提示文:
NieR:Automata Ver1.1a 第22話を見る。
全てに決着をつけるラストステージ”塔”に登る前に、9Sの眼帯を外し真実を見せ、旧世界の原罪を背負わされた双子の物語が終わるエピソードである。
パスカル村でたっぷり人情と因縁を吸い込み、最終決戦に向かうだけの燃料を補給したA2に対して、復讐に囚われ古率を深めていた9S一本に話を絞ることで、釣り合いを取るエピソードと言える。
このアニメで”釣り合い”を取るってのは、つまり溺れるほどに血と涙を注ぎ込み重すぎる荷物を背負わされるってことなので、そらー過去の自分も罪無き双子も死ぬわな、って感じ。
…露悪ぶっても、やっぱ辛ぇわ。
俺、アイツラのこと好きだったからさ…。
壮大なるニーアサーガの分厚い過去を背負った、過去作からの出張キャラが世界の真実を語る回でもあるのだが、あくまで今回死んだのは”NieR:Automata Ver1.1a”のポポルとデボルだった。
周回前程の出口なき修羅界で、人形たちは幾度も死んで蘇ってを繰り返すが、しかしその一回一回が確かに尊厳を宿した一つの物語であり、繰り返すとしてもその価値は消えない。
消えないはずなんだが、繰り返しすぎてその値打ちは摩耗しきり、本来の意味を失ってなお終わりはしない物語が、延々続いても来た。
そういう電子化された転生を支える、バンカーももはやない。
人形たちは、最後の一周を皆必死に走っていく。
敵も味方も、どんだけ大事なものを抱えて死んでもいくらでも”生産”され、命が本来持つべき唯一性、一回性を持ちえない、代返可能な世界。
既に滅びていた人間の代用品として、戦いと罪をプログラムされて無為に生産され続けるアンドロイドと、その敵役たる機械生命体には、しかし確かに個別の物語と、本来尊ばれるべき尊厳があった。
一回きりだからこそ価値を持つものが、否定しようのない現実として幾度も繰り返されて、しかし確かに個別の輝きを有していて、なおかつそれが極めて残酷に、あっけなく終わっていってしまう矛盾…に思える無矛盾。
感情はその残酷を否定したいのに、現実はあるがまま悲惨で理不尽である軋み。
滅んだ大事でなお続く戦争を描き、そこで生きたり死んだりする群像を照らすこの物語は、たくさんのキャラクターとドラマを通じて、この相反同居を描いてきた。

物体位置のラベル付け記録
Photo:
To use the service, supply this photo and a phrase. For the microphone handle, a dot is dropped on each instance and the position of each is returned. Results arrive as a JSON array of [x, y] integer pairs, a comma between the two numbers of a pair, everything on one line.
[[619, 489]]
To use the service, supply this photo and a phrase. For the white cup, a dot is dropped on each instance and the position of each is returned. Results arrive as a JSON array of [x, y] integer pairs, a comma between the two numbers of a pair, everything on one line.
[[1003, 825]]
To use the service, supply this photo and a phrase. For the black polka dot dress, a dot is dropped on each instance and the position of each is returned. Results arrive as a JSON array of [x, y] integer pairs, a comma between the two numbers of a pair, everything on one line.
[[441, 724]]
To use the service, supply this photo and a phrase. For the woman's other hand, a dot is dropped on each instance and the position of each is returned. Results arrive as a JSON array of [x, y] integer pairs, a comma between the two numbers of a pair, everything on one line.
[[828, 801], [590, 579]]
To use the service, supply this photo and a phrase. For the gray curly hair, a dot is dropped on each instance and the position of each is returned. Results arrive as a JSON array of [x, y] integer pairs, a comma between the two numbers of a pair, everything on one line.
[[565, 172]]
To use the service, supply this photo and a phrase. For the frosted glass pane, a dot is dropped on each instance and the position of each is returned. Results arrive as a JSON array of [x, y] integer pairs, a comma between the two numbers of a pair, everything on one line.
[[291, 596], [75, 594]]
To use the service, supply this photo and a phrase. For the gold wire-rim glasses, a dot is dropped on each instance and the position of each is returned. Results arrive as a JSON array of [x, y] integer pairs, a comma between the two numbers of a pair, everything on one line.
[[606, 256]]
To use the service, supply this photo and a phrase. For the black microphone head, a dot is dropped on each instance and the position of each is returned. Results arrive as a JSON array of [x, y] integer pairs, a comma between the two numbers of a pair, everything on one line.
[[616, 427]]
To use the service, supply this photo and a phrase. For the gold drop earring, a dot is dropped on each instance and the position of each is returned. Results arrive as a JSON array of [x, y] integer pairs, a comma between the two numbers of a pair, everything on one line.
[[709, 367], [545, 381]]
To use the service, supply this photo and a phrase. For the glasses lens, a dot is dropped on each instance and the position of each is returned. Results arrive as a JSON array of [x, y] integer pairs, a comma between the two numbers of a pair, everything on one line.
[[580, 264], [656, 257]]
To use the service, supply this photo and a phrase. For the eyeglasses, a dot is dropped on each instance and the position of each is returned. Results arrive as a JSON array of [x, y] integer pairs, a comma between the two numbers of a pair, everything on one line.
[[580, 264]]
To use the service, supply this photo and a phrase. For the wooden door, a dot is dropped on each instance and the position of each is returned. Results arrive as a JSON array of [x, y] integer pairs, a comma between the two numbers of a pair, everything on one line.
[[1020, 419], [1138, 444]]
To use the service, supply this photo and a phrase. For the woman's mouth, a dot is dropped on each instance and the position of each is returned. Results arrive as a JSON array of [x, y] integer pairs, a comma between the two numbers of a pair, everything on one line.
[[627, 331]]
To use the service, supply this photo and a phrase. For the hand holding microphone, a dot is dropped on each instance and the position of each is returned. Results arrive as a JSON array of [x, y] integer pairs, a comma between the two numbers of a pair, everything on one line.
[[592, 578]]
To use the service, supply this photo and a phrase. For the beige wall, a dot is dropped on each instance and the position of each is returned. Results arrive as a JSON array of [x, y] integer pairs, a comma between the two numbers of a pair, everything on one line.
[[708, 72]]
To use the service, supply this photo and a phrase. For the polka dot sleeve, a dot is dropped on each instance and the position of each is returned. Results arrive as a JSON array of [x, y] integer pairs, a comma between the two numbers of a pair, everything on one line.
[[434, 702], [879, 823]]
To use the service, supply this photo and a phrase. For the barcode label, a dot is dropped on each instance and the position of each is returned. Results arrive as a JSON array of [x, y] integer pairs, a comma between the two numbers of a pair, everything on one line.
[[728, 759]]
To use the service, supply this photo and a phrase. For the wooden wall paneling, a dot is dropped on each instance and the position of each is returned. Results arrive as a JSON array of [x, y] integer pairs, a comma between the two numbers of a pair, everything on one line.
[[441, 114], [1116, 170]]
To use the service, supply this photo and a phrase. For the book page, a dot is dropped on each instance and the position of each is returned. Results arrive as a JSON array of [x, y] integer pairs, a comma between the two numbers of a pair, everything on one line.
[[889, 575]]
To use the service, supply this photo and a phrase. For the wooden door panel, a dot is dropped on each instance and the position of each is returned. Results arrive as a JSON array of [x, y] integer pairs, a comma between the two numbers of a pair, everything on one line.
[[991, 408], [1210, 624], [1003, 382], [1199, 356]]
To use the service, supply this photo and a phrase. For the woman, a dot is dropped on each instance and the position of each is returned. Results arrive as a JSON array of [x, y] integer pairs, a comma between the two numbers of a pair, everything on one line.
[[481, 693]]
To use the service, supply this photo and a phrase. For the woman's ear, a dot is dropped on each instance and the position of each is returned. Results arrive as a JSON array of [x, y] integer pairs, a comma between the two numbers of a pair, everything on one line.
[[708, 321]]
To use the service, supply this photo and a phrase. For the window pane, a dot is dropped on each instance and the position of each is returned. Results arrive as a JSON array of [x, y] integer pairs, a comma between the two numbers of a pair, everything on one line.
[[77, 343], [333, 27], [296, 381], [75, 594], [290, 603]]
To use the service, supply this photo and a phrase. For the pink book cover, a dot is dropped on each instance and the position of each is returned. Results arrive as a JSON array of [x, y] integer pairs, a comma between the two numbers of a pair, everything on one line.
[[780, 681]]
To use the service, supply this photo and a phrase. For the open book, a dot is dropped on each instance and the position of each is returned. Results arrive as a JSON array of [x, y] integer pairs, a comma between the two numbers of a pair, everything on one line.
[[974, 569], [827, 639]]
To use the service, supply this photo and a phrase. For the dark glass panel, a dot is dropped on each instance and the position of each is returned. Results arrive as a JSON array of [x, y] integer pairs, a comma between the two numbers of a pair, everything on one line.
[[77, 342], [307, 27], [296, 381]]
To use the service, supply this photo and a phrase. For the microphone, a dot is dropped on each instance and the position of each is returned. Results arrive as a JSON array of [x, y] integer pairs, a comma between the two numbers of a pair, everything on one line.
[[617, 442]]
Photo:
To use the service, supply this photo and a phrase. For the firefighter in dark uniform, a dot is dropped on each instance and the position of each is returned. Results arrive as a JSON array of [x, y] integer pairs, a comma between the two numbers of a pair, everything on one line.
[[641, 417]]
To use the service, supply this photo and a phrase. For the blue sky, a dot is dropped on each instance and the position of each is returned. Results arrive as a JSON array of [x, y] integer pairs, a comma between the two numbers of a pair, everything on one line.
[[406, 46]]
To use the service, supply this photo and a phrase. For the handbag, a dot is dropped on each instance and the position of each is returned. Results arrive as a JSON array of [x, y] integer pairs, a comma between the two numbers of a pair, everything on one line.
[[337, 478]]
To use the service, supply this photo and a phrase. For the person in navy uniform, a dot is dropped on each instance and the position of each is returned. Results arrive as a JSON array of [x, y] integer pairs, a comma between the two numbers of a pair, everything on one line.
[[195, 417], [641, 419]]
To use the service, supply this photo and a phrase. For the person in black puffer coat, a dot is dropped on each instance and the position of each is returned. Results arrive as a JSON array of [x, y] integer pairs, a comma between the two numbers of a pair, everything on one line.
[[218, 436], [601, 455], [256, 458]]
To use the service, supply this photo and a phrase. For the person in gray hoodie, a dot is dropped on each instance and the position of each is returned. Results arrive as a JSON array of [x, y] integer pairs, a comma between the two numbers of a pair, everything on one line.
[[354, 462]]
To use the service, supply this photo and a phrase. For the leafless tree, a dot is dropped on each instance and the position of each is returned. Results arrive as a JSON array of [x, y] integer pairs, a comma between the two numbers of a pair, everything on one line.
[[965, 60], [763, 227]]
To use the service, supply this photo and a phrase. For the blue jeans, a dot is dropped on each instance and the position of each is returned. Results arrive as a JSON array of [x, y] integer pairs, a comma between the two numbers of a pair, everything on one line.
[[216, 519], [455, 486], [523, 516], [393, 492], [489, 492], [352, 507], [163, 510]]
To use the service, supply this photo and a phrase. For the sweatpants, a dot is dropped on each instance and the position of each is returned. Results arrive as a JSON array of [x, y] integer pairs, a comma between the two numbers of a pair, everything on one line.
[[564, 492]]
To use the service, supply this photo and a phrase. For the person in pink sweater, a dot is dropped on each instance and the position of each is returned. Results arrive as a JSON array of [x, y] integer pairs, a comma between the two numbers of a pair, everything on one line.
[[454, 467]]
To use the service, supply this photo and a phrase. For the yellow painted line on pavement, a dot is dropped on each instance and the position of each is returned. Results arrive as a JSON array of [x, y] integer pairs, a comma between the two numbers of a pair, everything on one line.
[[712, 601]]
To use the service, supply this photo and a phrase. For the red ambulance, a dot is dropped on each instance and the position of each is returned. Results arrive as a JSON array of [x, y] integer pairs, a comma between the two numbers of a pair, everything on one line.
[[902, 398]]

課題 1: 提示文によると、今回のエピソードが「釣り合いを取る」と言えるのはなぜですか。1〜3文で説明してください。
課題 2: 提示文のうち、「壮大なるニーアサーガの分厚い」から「人形たちは、最後の一周を皆必死に走っていく。」までをすべて、一字も変えずに複写してください。
これらの記録は使わなくてかまいません。

解答例 1: パスカル村で人情と因縁をたっぷり吸い込み、最終決戦に向かうだけの燃料を補給したA2に対して、今回は復讐に囚われていた9S一本に話を絞っているからです。

解答例 2:
壮大なるニーアサーガの分厚い過去を背負った、過去作からの出張キャラが世界の真実を語る回でもあるのだが、あくまで今回死んだのは”NieR:Automata Ver1.1a”のポポルとデボルだった。
周回前程の出口なき修羅界で、人形たちは幾度も死んで蘇ってを繰り返すが、しかしその一回一回が確かに尊厳を宿した一つの物語であり、繰り返すとしてもその価値は消えない。
消えないはずなんだが、繰り返しすぎてその値打ちは摩耗しきり、本来の意味を失ってなお終わりはしない物語が、延々続いても来た。
そういう電子化された転生を支える、バンカーももはやない。
人形たちは、最後の一周を皆必死に走っていく。